### WORK ITEM
Every entry needs to be written out again exactly, with its pictures removed.

### EXCERPTED RECORDS
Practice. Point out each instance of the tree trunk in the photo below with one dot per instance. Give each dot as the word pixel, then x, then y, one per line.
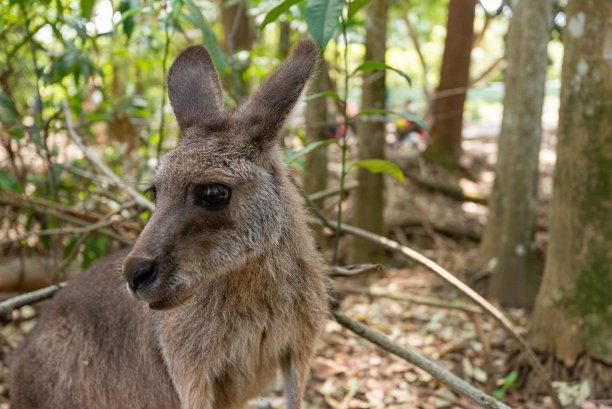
pixel 508 245
pixel 573 311
pixel 242 39
pixel 315 178
pixel 368 198
pixel 445 145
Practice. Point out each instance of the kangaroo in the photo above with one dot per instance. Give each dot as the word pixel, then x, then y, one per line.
pixel 224 284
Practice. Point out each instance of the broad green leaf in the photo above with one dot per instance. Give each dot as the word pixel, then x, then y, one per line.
pixel 380 166
pixel 322 19
pixel 87 7
pixel 128 14
pixel 377 66
pixel 7 182
pixel 209 39
pixel 291 156
pixel 273 14
pixel 355 6
pixel 330 94
pixel 411 117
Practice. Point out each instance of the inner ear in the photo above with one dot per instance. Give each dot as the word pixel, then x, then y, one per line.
pixel 194 89
pixel 264 114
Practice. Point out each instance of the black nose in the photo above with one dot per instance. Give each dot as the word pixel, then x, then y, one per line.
pixel 144 274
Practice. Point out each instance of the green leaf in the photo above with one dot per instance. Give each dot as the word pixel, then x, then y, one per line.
pixel 273 14
pixel 291 156
pixel 87 7
pixel 322 19
pixel 330 94
pixel 380 166
pixel 8 111
pixel 7 182
pixel 411 117
pixel 355 6
pixel 209 39
pixel 510 379
pixel 377 66
pixel 128 18
pixel 70 246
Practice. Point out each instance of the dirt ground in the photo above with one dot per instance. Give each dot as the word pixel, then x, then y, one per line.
pixel 349 372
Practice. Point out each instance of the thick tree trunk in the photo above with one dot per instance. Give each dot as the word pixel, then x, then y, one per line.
pixel 573 311
pixel 508 245
pixel 315 178
pixel 445 145
pixel 368 198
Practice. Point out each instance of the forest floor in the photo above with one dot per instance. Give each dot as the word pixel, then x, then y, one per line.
pixel 349 372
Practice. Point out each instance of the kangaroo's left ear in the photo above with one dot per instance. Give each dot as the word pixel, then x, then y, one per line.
pixel 265 112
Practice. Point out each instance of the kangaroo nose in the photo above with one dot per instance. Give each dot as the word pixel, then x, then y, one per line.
pixel 142 274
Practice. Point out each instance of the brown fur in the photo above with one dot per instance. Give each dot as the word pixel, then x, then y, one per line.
pixel 239 292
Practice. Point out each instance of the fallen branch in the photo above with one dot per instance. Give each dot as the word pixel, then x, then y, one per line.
pixel 333 191
pixel 442 375
pixel 7 306
pixel 470 293
pixel 65 230
pixel 449 189
pixel 350 271
pixel 141 200
pixel 449 230
pixel 430 301
pixel 22 203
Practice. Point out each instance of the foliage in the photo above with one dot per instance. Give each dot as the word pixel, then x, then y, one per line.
pixel 107 60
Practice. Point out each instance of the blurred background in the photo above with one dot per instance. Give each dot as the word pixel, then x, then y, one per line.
pixel 478 133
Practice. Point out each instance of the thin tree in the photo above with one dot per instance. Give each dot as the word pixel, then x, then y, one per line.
pixel 445 146
pixel 508 246
pixel 368 203
pixel 572 320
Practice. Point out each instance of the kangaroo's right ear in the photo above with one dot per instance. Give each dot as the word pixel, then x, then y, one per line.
pixel 194 89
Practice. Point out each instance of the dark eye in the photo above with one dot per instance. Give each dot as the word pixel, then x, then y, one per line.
pixel 150 189
pixel 213 195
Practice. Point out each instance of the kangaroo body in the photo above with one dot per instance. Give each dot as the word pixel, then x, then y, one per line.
pixel 225 285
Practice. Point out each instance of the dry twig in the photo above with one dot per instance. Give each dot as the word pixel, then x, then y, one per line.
pixel 430 301
pixel 505 323
pixel 29 298
pixel 141 200
pixel 442 375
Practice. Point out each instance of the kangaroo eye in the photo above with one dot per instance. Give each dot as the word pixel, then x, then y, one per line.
pixel 213 196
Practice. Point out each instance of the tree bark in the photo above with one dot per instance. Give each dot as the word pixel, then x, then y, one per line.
pixel 573 310
pixel 508 247
pixel 315 179
pixel 368 199
pixel 242 40
pixel 445 145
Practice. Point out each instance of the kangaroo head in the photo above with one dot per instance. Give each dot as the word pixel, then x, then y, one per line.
pixel 219 194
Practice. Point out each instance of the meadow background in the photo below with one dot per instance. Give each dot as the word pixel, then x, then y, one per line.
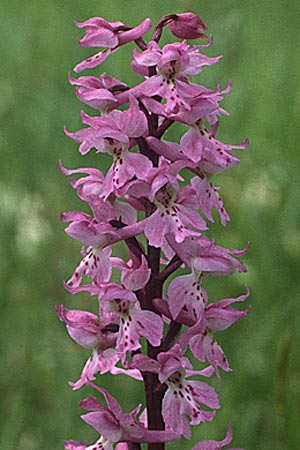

### ANSWER
Practice. Point out each instance of the tree trunk in the photo below with one dot per instance. Give each dot as the word pixel, then x, then y, one per line.
pixel 508 245
pixel 573 311
pixel 242 39
pixel 315 178
pixel 368 198
pixel 445 145
Practice. Point out each instance of the kangaroo in the photo above with one dot per instance. Give each dot as the word pixel, then x, then y, one per line.
pixel 224 284
Practice. Point out each instance of the broad green leaf in the photo above with one dot per instance. Give each dot as the word pixel, then x, then y, one per line.
pixel 380 166
pixel 322 19
pixel 87 7
pixel 128 14
pixel 377 66
pixel 7 182
pixel 209 39
pixel 291 156
pixel 273 14
pixel 355 6
pixel 330 94
pixel 411 117
Practice. Point out each instance of the inner ear in the photo above with one dot per instance. Give each dot as the word pixel, then x, then y, one per line.
pixel 194 89
pixel 264 114
Practice. Point out each instance of the black nose in the photo above with one dot per instance. Give each dot as the word pixel, then x, then y, one per line.
pixel 144 274
Practice. Point out each instance of the green leaf in the photo above with one dot per instance. Give each dot as the word pixel, then x, then y, one per line.
pixel 273 14
pixel 291 156
pixel 87 7
pixel 322 19
pixel 330 94
pixel 380 166
pixel 8 111
pixel 7 182
pixel 411 117
pixel 355 6
pixel 209 39
pixel 510 379
pixel 377 66
pixel 128 18
pixel 70 246
Practice. Point out each instance of the dirt ground in the photo above with one dot per instance. Give each dot as the word pixel, then x, then y, one per line.
pixel 349 372
Practice. Point out each instance of the thick tree trunk in the photo above with one dot per instance. Give each dot as the word pixel, then x, then y, one per line.
pixel 573 311
pixel 508 245
pixel 315 178
pixel 445 145
pixel 368 198
Practice. Point out each instance of the forest floor in the photo above with one dot per instance. Give each dot as the word pixel, then x, then y, one per line.
pixel 349 372
Practice. Point out each instance of the kangaroo's left ear in the photo above with one dot per instance. Give each dot as the word pixel, then x, then y, one per line.
pixel 265 112
Practice. Point out each instance of the kangaroo nose in the photo above with one dot per instance. Give each dot as the word pixel, then x, then y, one per line.
pixel 142 274
Practice. Point out each instance of the brown fur in the photo above with one dot per instance. Give each dot as the word pixel, then x, then y, one per line.
pixel 239 292
Practice. Point out each instance of the fallen branch in the photo above with one dot per instance. Give each dot as the word pixel, then x, then y, one per line.
pixel 333 191
pixel 442 375
pixel 7 306
pixel 470 293
pixel 65 230
pixel 449 189
pixel 350 271
pixel 141 200
pixel 449 230
pixel 430 301
pixel 22 203
Practice. Point out each instance of the foliage in the photo above with one dot per instance. Give each dot as the word pixel, then x, then y, one per line.
pixel 107 60
Practice. Point out each instance of the blurred background in the photo above with one dot per instance. Give each dot as the word pixel, then x, then y, one per line.
pixel 478 133
Practice. Point out each instance of the thin tree in the photo above with one dot per instance. Give each dot as the word pixel, then x, then y, one per line.
pixel 445 146
pixel 508 246
pixel 368 203
pixel 572 320
Practice. Point out each instance of the kangaroo's right ear in the photo above with one dot per instance. Give each dot as the word pixel, then x, then y, one per line.
pixel 194 89
Practice. Point out each instance of the dark eye in the photo above with one dot per instance. Give each dot as the word pixel, then x, then y, one per line.
pixel 150 189
pixel 213 195
Practice. Point out each instance of the kangaroo body in the photo above with one dot per instance. Give each dot as the word pixel, then x, then y, one per line.
pixel 225 285
Practice. Point out each instance of the dry twig in the photo above with one dot per instance. Give each dot as the word pixel, then x, then y, one per line.
pixel 430 301
pixel 505 323
pixel 29 298
pixel 141 200
pixel 442 375
Practice. Point out each instance of the kangaroo eye in the photo above with one dot per instance. Give each dot as the word pixel, then x, then y, one per line.
pixel 213 196
Practice. Point out each instance of the tree bark in the photo above with one dot per instance. Give each dot as the word pixel, then x, then y, one per line.
pixel 573 310
pixel 508 247
pixel 315 179
pixel 368 199
pixel 242 40
pixel 445 145
Practice. Point out each instance of the kangaroo head in the photo above with one dot per instance. Give each dot as the word pixel, then x, then y, one per line.
pixel 219 194
Practice. Point out each instance of the meadow background in the photo below with one dot per instance. Give each dot as the word pixel, then x, then y, one per line.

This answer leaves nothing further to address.